**Assignment:**
Return the part of the normal pressure hydrocephalus text from "There are three" up to and including "and shuddering steps.", copied word for word.

**Excerpt to read:**
▽

Normal pressure hydrocephalus (NPH) is a type of dementia caused by a buildup of cerebrospinal fluid in the ventricles of the brain. This fluid buildup leads ventricles to enlarge and eventually damages surrounding brain tissue, leading to cognitive impairment and symptoms like loss of bladder control and difficulty walking.


There are three main identifiable symptoms of NPH, which often develop very slowly and gradually over the progression of the disease. These symptoms are:

  • Cognitive impairment usually characterized by slowed thinking, planning, and decision-making abilities.
  • Declined walking abilities, also known as gait disturbance. NPH causes individuals to walk 'as if they're on a boat', with unsteadiness, leg weakness, and shuddering steps.
  • Loss of bladder control, which usually appears later than the other symptoms and further into the development of the condition.

Fluid buildup in the brain and NPH also leads to other symptoms outside these central three indicators. Many of these are common to dementia conditions, which may lead to a misdiagnosis of Alzheimer's disease. These further symptoms include:

  • Nausea
  • Headache
  • Blurred vision, difficulty focusing eyes
  • Memory loss
  • Personality and behavior changes
  • Apathy and withdrawal
  • Speech problems
  • Mood changes


While there is no known singular cause for normal pressure hydrocephalus, professionals have identified high risk factors for developing the affliction. It's been identified that NPH can occur because of:

  • Brain surgery complications
  • Brain tumors
  • Aneurysm or bleeding in the brain
  • Head injuries
  • Stroke
  • Meningitis
  • Other brain injuries, infections, or inflammation

However, the cause of NPH is often undetermined or unclear - many cases of NPH occur without any of these contributing factors.

Like other dementia conditions, NPH is most common in the geriatric population. It's found primarily in individuals in their 60s and 70s.


While many NPH symptoms are similar to Alzheimer's disease symptoms, the good news is that unlike Alzheimer's disease, NPH is treatable and reversible to a certain point. While there are currently no effective medication-based or nonsurgical treatments for the affliction, a surgical procedure involving the insertion of a tube to drain excess brain fluid has shown very positive clinical results. Though NPH is not completely curable, this surgical procedure usually leads to substantial improvements in walking abilities, and minimal improvements in bladder control and cognitive impairment. For those unwilling or unable to go through surgery, medication can help alleviate and control symptoms.

△

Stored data
▽

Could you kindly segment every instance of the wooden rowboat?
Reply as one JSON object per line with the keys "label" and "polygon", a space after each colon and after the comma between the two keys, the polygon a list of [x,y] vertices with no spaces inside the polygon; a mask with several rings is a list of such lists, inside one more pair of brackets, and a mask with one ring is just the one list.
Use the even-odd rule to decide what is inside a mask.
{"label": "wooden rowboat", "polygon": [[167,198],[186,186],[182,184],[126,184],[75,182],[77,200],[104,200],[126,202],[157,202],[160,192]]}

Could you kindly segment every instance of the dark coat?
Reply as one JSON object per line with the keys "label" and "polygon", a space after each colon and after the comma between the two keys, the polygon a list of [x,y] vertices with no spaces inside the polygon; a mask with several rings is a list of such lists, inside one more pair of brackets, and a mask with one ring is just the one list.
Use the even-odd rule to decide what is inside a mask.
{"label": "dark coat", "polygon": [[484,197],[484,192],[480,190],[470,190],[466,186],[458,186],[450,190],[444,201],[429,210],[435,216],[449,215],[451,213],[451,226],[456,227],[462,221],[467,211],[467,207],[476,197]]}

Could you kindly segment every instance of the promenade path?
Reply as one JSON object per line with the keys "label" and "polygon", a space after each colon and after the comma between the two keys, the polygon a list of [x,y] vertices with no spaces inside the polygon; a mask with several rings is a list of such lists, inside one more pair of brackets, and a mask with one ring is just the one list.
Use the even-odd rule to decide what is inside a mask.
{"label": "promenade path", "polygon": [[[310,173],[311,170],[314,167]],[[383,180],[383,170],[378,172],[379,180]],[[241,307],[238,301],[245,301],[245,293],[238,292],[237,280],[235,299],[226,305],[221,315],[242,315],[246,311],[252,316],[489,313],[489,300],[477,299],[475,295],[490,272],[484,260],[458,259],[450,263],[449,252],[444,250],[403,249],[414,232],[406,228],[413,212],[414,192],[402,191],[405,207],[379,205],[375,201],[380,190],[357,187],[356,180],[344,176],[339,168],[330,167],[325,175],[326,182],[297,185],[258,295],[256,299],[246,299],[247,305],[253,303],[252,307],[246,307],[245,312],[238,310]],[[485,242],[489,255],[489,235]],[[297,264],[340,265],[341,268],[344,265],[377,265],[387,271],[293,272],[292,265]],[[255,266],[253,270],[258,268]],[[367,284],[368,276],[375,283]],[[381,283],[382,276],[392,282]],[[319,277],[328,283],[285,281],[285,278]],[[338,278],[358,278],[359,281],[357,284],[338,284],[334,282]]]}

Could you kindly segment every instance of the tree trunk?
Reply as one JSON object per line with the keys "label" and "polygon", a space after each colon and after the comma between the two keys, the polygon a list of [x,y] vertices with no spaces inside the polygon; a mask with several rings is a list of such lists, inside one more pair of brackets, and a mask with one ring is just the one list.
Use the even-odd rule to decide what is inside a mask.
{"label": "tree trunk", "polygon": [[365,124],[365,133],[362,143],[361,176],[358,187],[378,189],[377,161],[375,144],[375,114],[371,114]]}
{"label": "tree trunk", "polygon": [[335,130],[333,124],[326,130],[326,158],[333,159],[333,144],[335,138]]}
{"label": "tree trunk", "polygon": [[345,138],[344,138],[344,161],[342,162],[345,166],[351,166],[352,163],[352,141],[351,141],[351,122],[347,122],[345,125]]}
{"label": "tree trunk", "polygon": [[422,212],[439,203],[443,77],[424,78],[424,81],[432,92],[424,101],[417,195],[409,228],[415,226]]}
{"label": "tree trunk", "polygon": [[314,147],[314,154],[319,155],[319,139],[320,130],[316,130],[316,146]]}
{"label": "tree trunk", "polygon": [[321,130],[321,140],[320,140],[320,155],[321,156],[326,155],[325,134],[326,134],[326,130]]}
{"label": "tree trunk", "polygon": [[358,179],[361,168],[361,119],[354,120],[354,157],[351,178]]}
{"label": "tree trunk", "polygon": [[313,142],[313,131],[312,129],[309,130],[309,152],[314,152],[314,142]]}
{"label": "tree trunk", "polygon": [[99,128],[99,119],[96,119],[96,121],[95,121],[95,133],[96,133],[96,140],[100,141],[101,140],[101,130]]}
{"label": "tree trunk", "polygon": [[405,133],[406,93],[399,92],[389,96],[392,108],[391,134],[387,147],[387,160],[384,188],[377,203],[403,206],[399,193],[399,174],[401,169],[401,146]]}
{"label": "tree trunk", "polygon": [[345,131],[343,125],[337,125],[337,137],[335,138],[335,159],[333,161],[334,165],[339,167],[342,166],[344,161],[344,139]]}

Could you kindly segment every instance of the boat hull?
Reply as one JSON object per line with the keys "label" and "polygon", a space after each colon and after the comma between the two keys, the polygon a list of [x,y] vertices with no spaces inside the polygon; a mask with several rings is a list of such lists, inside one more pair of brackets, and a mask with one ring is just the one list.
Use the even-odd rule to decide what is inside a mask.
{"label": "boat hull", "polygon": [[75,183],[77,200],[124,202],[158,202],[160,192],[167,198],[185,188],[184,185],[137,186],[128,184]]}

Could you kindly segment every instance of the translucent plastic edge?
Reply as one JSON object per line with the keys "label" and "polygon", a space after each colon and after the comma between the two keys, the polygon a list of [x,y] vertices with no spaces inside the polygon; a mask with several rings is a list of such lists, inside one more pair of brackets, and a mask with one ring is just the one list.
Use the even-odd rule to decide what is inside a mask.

△

**Exercise answer:**
There are three main identifiable symptoms of NPH, which often develop very slowly and gradually over the progression of the disease. These symptoms are:

  • Cognitive impairment usually characterized by slowed thinking, planning, and decision-making abilities.
  • Declined walking abilities, also known as gait disturbance. NPH causes individuals to walk 'as if they're on a boat', with unsteadiness, leg weakness, and shuddering steps.